** Work to do **
Transcribe all the records with complete accuracy.

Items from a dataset
....................

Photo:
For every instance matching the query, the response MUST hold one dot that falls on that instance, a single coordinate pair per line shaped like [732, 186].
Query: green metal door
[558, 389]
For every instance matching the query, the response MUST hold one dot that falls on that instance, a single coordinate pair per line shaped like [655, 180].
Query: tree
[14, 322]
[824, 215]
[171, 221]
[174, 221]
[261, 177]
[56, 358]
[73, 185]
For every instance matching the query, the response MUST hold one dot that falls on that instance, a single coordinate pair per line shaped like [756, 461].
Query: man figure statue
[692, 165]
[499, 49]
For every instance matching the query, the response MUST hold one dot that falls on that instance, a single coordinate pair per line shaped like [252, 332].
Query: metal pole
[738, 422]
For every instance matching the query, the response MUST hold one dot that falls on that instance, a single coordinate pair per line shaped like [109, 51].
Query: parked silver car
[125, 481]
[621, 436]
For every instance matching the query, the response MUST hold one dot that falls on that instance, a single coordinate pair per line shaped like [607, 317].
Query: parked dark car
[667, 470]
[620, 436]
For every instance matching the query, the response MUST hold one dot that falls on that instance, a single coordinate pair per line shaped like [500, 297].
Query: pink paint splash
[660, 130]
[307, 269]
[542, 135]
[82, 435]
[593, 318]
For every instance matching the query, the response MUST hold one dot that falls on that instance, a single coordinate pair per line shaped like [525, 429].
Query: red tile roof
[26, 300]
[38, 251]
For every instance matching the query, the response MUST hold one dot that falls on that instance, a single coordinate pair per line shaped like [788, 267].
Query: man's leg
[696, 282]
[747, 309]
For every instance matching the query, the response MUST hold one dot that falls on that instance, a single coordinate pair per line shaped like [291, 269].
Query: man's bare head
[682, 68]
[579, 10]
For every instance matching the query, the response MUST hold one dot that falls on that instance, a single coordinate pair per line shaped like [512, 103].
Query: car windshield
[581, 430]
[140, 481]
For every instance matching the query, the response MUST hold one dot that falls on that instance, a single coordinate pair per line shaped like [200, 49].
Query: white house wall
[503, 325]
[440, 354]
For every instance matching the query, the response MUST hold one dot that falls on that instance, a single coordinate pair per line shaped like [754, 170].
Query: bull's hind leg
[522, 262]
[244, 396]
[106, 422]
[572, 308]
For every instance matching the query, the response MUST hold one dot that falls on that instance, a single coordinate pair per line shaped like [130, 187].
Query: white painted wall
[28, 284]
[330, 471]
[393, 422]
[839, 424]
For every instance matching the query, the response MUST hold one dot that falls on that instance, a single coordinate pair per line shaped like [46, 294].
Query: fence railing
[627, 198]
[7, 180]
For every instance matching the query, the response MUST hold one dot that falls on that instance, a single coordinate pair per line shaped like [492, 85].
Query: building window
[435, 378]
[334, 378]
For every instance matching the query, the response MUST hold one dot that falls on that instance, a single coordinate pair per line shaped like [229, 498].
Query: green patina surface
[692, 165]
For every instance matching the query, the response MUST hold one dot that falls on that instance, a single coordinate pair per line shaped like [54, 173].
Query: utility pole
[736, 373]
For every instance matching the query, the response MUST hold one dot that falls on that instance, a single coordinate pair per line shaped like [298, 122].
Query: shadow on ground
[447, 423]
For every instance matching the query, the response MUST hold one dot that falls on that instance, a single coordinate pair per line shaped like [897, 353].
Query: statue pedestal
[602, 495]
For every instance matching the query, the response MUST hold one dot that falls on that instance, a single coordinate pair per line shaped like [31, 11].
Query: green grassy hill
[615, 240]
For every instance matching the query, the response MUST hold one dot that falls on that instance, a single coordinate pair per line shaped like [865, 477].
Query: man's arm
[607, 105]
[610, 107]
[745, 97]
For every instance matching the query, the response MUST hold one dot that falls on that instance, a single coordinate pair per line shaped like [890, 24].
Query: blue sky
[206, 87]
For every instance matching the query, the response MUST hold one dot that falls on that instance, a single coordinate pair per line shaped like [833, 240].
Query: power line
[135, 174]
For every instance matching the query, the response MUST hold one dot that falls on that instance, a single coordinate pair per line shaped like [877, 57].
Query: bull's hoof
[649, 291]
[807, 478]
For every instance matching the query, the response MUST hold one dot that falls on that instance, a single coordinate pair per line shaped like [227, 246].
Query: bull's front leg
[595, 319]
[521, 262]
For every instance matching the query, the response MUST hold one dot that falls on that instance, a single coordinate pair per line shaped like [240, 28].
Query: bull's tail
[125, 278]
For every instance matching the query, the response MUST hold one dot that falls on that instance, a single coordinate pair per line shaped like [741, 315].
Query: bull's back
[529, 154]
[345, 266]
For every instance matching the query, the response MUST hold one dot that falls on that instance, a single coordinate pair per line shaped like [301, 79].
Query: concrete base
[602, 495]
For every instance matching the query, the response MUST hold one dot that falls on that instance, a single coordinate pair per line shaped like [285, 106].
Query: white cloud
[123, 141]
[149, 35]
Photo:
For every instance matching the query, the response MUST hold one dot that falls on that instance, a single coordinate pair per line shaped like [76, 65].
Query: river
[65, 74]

....................

** Reply to the task **
Photo:
For every instance matching the query, the response MUST hold one dot that falls on that instance, a single coordinate pair per line shaped like [732, 186].
Query: green metal door
[558, 389]
For every instance matching the query, the response MUST hold one dot that falls on that instance, a single coordinate pair per line shaped like [655, 180].
Query: tree
[14, 322]
[824, 215]
[171, 221]
[174, 221]
[261, 177]
[56, 358]
[73, 185]
For every instance matching the query, the response MUST hold one dot that falls on that instance, a single coordinate pair per line shaped like [756, 461].
Query: man figure statue
[692, 165]
[499, 49]
For every instance matching the query, the response MUST hold one dot that falls on that instance, a single coordinate pair per line shaped like [252, 332].
Query: metal pole
[738, 422]
For every instance matching the query, the response MUST hold one dot that falls on that instance, a single coordinate pair per line shaped like [109, 51].
Query: parked silver car
[125, 481]
[621, 436]
For every instance matching the query, the response MUST hold one dot that falls on that instance, a single coordinate pair per line shaped like [607, 317].
Query: parked dark car
[667, 470]
[620, 436]
For every instance matching the query, the response MUST hold one dot that falls on that instance, a single coordinate pair per line shaped like [500, 297].
Query: pink paint splash
[660, 130]
[307, 269]
[542, 135]
[82, 435]
[593, 318]
For every instance matching the query, the response MUST hold one dot that falls on that instance, a single coordinate pair per line shaped like [525, 429].
Query: red tile roof
[26, 300]
[38, 251]
For every instance matching the query, the response MUST hold one dot that falls on that instance, a single coordinate pair per line shaped like [788, 267].
Query: man's leg
[696, 282]
[747, 309]
For every instance matching the query, the response MUST hold one dot that falls on that instance, a single coordinate pair per line shaped like [291, 269].
Query: man's bare head
[682, 68]
[579, 10]
For every instance matching the query, the response MUST hold one dot that falls on that instance, a single coordinate pair per line shaped like [512, 103].
Query: car windshield
[581, 430]
[140, 481]
For every instance matching the query, the response MUST hold one dot that falls on that instance, a single coordinate pair per line shaped like [200, 49].
Query: white house wall
[503, 325]
[440, 354]
For every instance matching the query, the response MUST hold one dot that falls on that instance, a single coordinate pair per line shaped like [754, 170].
Query: bull's hind leg
[522, 262]
[244, 396]
[106, 422]
[572, 308]
For every instance matching the query, the response MUST hold one dot that falls on that instance, a single coordinate pair per line shaped like [130, 187].
Query: white painted wall
[28, 284]
[330, 471]
[393, 422]
[839, 424]
For every instance matching the query, the response MUST hold one dot that falls on that instance, a single coordinate pair per line shaped like [46, 294].
Query: fence railing
[627, 198]
[7, 180]
For every instance matching the query, the response MUST hold one dot that falls on that instance, a single coordinate pair per line shaped like [492, 85].
Query: building window
[435, 378]
[334, 378]
For every instance matching the query, the response MUST hold one dot that falls on that instance, a single coordinate pair per line shaped like [229, 498].
Query: green patina surface
[692, 165]
For every instance matching the query, the response MUST hold one dot that falls on that instance, a single coordinate pair per line shaped like [54, 173].
Query: utility pole
[736, 373]
For every instance matching the query, the response MUST hold one dot that falls on that instance, a single coordinate pair per line shaped like [298, 122].
Query: shadow on ground
[447, 423]
For every instance matching the query, the response MUST hold one dot that falls on that instance, a single coordinate pair per line shaped like [897, 353].
Query: statue pedestal
[602, 495]
For every instance matching the query, the response MUST hold one dot that falls on that instance, a single coordinate pair per line shaped like [31, 11].
Query: green grassy hill
[615, 240]
For every instance matching the query, the response MUST hold one dot that falls on that instance, a single coordinate pair per line shaped like [865, 477].
Query: man's arm
[607, 105]
[610, 107]
[745, 97]
For every instance matching the query, the response MUST hold one dot that falls on that instance, a single coordinate pair per line shaped like [890, 24].
Query: blue sky
[206, 87]
For every instance matching the query, the response MUST hold one dot that falls on that instance, a single coordinate pair per line shaped like [833, 240].
Query: power line
[135, 174]
For every instance matching the query, the response MUST hold one dot that falls on that instance, a single coordinate pair per line shaped like [877, 57].
Query: bull's hoof
[649, 291]
[807, 478]
For every instance matching the query, the response MUST hold one dot that falls on that instance, a single coordinate pair per line shaped like [227, 246].
Query: bull's front leg
[595, 319]
[521, 262]
For every instance matching the query, the response MUST hold one dot that falls on that instance, a single coordinate pair per line shaped like [240, 28].
Query: bull's tail
[125, 278]
For every instance matching the query, the response MUST hold one dot that falls on that instance, a single coordinate pair per line shaped like [741, 315].
Query: bull's back
[529, 154]
[345, 266]
For every instance matching the query, the response MUST hold one dot that falls on that instance, a single coordinate pair per line shaped like [301, 79].
Query: concrete base
[602, 495]
For every instance matching the query, the response MUST hold one dot that falls on that instance, a single coordinate pair per line shaped like [285, 106].
Query: white cloud
[123, 141]
[149, 35]
Photo:
For every instance matching the query, the response MUST hold one dot that falls on that instance, a single coordinate pair per line shaped like [76, 65].
Query: river
[65, 74]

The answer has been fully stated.